### Activity
The listing below needs to be copied in full, exactly.
───── Data under study
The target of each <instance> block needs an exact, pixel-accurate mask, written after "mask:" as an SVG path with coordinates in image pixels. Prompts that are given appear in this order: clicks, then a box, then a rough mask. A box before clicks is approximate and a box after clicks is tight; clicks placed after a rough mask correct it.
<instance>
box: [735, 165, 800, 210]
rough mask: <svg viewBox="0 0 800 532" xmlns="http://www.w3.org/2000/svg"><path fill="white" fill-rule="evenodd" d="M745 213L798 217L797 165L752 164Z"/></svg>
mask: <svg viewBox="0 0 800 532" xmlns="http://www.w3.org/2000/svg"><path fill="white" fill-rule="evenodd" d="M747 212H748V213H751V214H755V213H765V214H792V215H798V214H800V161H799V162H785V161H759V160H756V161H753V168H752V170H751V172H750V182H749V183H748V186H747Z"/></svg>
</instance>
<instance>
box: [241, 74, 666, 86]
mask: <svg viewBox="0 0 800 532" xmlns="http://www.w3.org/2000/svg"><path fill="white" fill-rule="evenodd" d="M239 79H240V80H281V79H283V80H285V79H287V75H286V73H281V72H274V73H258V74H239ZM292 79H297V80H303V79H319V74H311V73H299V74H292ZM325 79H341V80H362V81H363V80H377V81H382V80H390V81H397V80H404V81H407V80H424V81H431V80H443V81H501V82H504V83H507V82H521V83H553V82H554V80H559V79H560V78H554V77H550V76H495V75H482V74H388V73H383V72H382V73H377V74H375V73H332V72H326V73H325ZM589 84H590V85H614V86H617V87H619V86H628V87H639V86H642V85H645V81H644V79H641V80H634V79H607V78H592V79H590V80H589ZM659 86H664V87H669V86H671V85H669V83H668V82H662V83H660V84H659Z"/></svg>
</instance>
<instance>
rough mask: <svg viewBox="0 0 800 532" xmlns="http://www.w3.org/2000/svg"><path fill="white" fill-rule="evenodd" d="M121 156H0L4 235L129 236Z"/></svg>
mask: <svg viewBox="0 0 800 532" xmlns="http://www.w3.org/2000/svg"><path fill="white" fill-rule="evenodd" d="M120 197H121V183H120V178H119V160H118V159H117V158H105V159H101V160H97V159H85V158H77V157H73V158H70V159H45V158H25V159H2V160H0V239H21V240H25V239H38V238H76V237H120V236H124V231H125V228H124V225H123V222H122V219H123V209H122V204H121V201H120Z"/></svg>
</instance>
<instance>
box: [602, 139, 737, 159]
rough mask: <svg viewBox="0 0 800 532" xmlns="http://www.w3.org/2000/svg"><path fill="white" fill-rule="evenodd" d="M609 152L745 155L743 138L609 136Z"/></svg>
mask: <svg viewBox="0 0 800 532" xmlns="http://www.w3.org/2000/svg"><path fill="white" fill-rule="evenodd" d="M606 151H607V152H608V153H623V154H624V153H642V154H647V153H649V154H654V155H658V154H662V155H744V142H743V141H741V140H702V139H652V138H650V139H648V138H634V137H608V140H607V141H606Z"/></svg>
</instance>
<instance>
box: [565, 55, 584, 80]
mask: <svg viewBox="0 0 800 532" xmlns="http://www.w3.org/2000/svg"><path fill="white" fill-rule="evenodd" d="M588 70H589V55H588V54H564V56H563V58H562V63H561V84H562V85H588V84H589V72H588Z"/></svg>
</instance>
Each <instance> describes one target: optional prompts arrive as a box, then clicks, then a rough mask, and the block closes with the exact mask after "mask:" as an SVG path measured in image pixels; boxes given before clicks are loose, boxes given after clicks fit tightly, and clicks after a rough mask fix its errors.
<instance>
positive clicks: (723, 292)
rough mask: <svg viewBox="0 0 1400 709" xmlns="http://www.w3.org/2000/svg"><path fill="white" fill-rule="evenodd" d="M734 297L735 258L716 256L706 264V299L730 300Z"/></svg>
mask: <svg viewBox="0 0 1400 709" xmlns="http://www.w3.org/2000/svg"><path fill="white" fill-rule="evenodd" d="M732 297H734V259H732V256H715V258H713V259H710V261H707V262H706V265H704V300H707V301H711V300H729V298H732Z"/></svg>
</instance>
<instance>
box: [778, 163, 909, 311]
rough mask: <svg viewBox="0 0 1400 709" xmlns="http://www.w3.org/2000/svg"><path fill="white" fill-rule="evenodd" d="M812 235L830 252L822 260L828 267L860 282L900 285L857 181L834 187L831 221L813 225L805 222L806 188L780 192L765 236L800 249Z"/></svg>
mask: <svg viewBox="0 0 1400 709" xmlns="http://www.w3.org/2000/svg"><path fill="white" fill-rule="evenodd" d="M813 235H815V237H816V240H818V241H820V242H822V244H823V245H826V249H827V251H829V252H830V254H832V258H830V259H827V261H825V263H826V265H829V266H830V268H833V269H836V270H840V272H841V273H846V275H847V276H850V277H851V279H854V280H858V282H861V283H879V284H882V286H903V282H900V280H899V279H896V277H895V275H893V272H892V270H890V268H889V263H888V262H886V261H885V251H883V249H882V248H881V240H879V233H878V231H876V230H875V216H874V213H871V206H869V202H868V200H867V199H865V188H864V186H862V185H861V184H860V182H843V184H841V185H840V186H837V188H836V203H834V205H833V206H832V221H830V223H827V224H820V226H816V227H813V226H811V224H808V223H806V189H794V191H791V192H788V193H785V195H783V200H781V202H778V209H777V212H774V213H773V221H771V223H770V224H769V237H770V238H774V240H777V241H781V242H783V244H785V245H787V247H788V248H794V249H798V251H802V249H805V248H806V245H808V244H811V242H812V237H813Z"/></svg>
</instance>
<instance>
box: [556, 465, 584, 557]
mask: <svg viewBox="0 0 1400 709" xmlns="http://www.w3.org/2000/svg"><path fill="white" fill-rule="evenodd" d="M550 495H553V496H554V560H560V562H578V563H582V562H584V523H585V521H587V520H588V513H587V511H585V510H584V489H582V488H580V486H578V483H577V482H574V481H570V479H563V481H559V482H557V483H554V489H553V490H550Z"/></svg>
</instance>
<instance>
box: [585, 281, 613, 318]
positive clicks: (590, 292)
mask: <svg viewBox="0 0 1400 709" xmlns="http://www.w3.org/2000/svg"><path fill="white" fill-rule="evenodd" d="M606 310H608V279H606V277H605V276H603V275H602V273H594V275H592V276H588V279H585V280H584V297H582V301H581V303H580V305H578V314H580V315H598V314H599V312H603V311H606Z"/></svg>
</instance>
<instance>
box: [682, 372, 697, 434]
──────────
### Task result
The target of each <instance> block needs an exact, pixel-accurate mask, written after "mask:" as an SVG path with coordinates in image pixels. Prompts that are given appear in this order: clicks, then a box, then a rough mask. A box before clicks is approximate and a box after clicks is tight; clicks placed after a rough mask correct it.
<instance>
box: [735, 165, 800, 210]
rough mask: <svg viewBox="0 0 800 532" xmlns="http://www.w3.org/2000/svg"><path fill="white" fill-rule="evenodd" d="M745 213L798 217L797 165L752 164Z"/></svg>
mask: <svg viewBox="0 0 800 532" xmlns="http://www.w3.org/2000/svg"><path fill="white" fill-rule="evenodd" d="M747 212H748V213H751V214H755V213H765V214H792V215H798V214H800V161H799V162H785V161H759V160H756V161H753V168H752V170H751V172H750V182H749V183H748V186H747Z"/></svg>
</instance>
<instance>
box: [241, 74, 666, 86]
mask: <svg viewBox="0 0 800 532" xmlns="http://www.w3.org/2000/svg"><path fill="white" fill-rule="evenodd" d="M239 79H240V80H281V79H283V80H285V79H287V75H286V73H281V72H274V73H258V74H239ZM292 79H297V80H303V79H319V74H311V73H299V74H292ZM325 79H341V80H362V81H363V80H377V81H382V80H390V81H397V80H404V81H407V80H424V81H431V80H443V81H501V82H504V83H507V82H521V83H553V82H554V80H559V79H560V78H554V77H550V76H495V75H482V74H388V73H383V72H382V73H377V74H375V73H332V72H326V73H325ZM589 84H590V85H614V86H617V87H619V86H628V87H639V86H642V85H645V81H644V79H641V80H634V79H607V78H592V79H590V80H589ZM659 86H664V87H669V86H671V85H669V83H668V82H662V83H660V84H659Z"/></svg>
</instance>
<instance>
rough mask: <svg viewBox="0 0 800 532" xmlns="http://www.w3.org/2000/svg"><path fill="white" fill-rule="evenodd" d="M121 156H0L4 235L129 236Z"/></svg>
mask: <svg viewBox="0 0 800 532" xmlns="http://www.w3.org/2000/svg"><path fill="white" fill-rule="evenodd" d="M120 197H121V183H120V178H119V160H118V159H117V158H105V159H101V160H97V159H85V158H77V157H73V158H70V159H45V158H25V159H2V160H0V239H21V240H25V239H38V238H76V237H120V236H124V231H125V228H124V225H123V222H122V219H123V209H122V204H121V201H120Z"/></svg>
</instance>
<instance>
box: [602, 139, 737, 159]
rough mask: <svg viewBox="0 0 800 532" xmlns="http://www.w3.org/2000/svg"><path fill="white" fill-rule="evenodd" d="M609 152L745 155L743 138L609 136Z"/></svg>
mask: <svg viewBox="0 0 800 532" xmlns="http://www.w3.org/2000/svg"><path fill="white" fill-rule="evenodd" d="M606 151H607V152H608V153H623V154H624V153H642V154H647V153H649V154H654V155H658V154H662V155H744V142H743V141H741V140H702V139H652V138H650V139H648V138H634V137H608V140H607V141H606Z"/></svg>
</instance>
<instance>
box: [565, 55, 584, 80]
mask: <svg viewBox="0 0 800 532" xmlns="http://www.w3.org/2000/svg"><path fill="white" fill-rule="evenodd" d="M588 70H589V55H588V54H564V56H563V58H562V63H561V84H562V85H588V84H589V72H588Z"/></svg>
</instance>
Each <instance> describes one target: optional prompts arrive as a box, then clicks, then a rough mask, and the block closes with the exact mask after "mask:" as an SVG path measured in image pixels; boxes given before clicks are loose, boxes given after clicks fit tightly, and clicks after a rough mask fix its errors.
<instance>
positive clicks: (723, 292)
rough mask: <svg viewBox="0 0 1400 709" xmlns="http://www.w3.org/2000/svg"><path fill="white" fill-rule="evenodd" d="M734 297L735 258L716 256L706 264V299L730 300Z"/></svg>
mask: <svg viewBox="0 0 1400 709" xmlns="http://www.w3.org/2000/svg"><path fill="white" fill-rule="evenodd" d="M732 297H734V259H732V256H715V258H713V259H710V261H707V262H706V265H704V300H707V301H711V300H729V298H732Z"/></svg>
</instance>
<instance>
box: [778, 163, 909, 311]
rough mask: <svg viewBox="0 0 1400 709" xmlns="http://www.w3.org/2000/svg"><path fill="white" fill-rule="evenodd" d="M812 235L830 252L822 260L828 267L860 282L900 285L857 181L834 187L831 221L813 225L805 222L806 188L780 192L765 236L800 249Z"/></svg>
mask: <svg viewBox="0 0 1400 709" xmlns="http://www.w3.org/2000/svg"><path fill="white" fill-rule="evenodd" d="M813 235H815V237H816V240H818V241H820V242H822V244H823V245H826V249H827V251H829V252H830V254H832V258H830V259H827V261H825V263H826V265H829V266H830V268H833V269H836V270H840V272H841V273H846V275H847V276H850V277H851V279H854V280H858V282H861V283H879V284H882V286H903V282H900V280H899V279H896V277H895V275H893V272H892V270H890V268H889V263H888V262H886V261H885V251H883V249H882V248H881V240H879V233H878V231H876V230H875V216H874V213H871V206H869V202H868V200H867V199H865V188H864V186H862V185H861V184H860V182H843V184H841V185H840V186H837V188H836V203H834V205H833V206H832V221H830V223H827V224H820V226H816V227H813V226H811V224H808V223H806V189H794V191H791V192H788V193H785V195H783V200H781V202H778V209H777V212H774V213H773V221H771V223H770V224H769V237H770V238H774V240H777V241H781V242H783V244H785V245H787V247H788V248H794V249H798V251H802V249H805V248H806V245H808V244H811V242H812V237H813Z"/></svg>
</instance>
<instance>
box: [556, 465, 584, 557]
mask: <svg viewBox="0 0 1400 709" xmlns="http://www.w3.org/2000/svg"><path fill="white" fill-rule="evenodd" d="M550 495H553V496H554V560H560V562H578V563H582V562H584V523H585V521H587V520H588V513H587V511H585V510H584V489H582V488H580V486H578V483H577V482H574V481H570V479H563V481H559V482H557V483H554V489H553V490H550Z"/></svg>
</instance>
<instance>
box: [585, 281, 613, 318]
positive clicks: (590, 292)
mask: <svg viewBox="0 0 1400 709" xmlns="http://www.w3.org/2000/svg"><path fill="white" fill-rule="evenodd" d="M606 310H608V279H606V277H605V276H603V275H602V273H594V275H592V276H588V279H585V280H584V297H582V301H581V303H580V305H578V314H580V315H598V314H599V312H603V311H606Z"/></svg>
</instance>
<instance>
box: [682, 372, 697, 434]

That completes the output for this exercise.